## START Extracted entries
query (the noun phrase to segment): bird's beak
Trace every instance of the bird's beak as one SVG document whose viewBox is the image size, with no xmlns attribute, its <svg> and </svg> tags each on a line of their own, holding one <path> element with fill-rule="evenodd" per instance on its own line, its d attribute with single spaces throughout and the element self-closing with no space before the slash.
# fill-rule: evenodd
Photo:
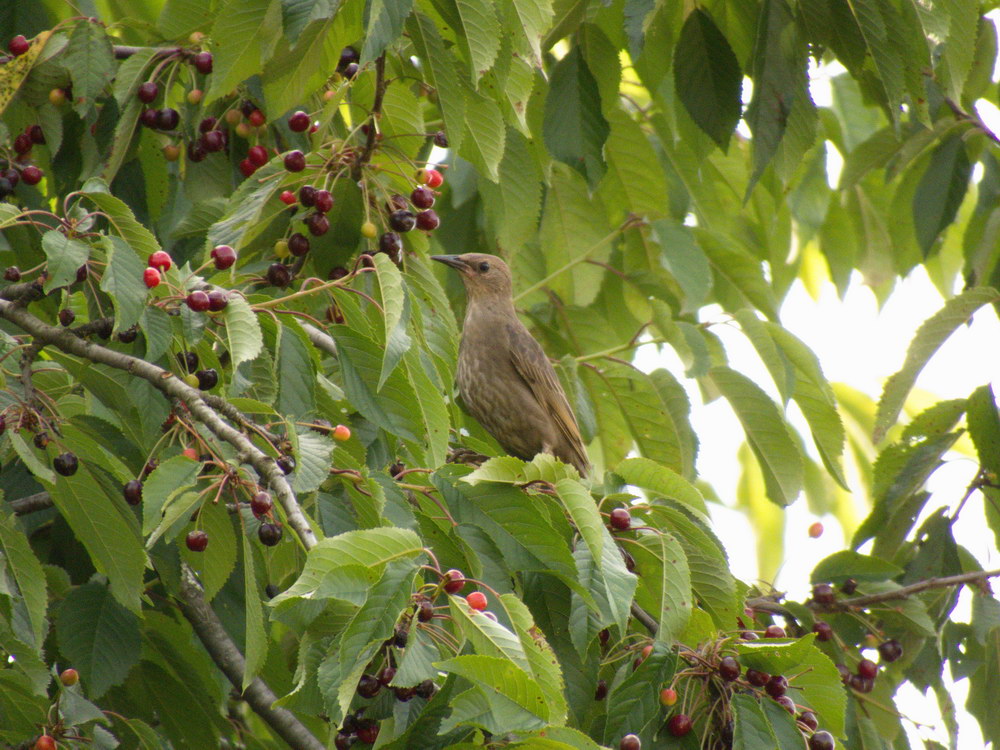
<svg viewBox="0 0 1000 750">
<path fill-rule="evenodd" d="M 444 263 L 446 266 L 451 266 L 460 273 L 469 272 L 469 264 L 462 260 L 461 255 L 432 255 L 431 260 L 436 260 L 438 263 Z"/>
</svg>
## END Extracted entries
### Job
Can you reproduce the records above line for line, without changing a character, and leave the pictures out?

### Response
query (the noun phrase to segment): bird's beak
Trace every instance of the bird's beak as one SVG document whose viewBox is the image size, with no xmlns attribute, its <svg> and </svg> tags each on a line of their own, holding one <path> element with fill-rule="evenodd" per instance on its own line, its d attribute with single spaces throughout and the element self-closing with no space before the slash.
# fill-rule: evenodd
Photo:
<svg viewBox="0 0 1000 750">
<path fill-rule="evenodd" d="M 444 263 L 446 266 L 451 266 L 460 273 L 469 272 L 469 264 L 462 260 L 461 255 L 432 255 L 431 260 L 436 260 L 438 263 Z"/>
</svg>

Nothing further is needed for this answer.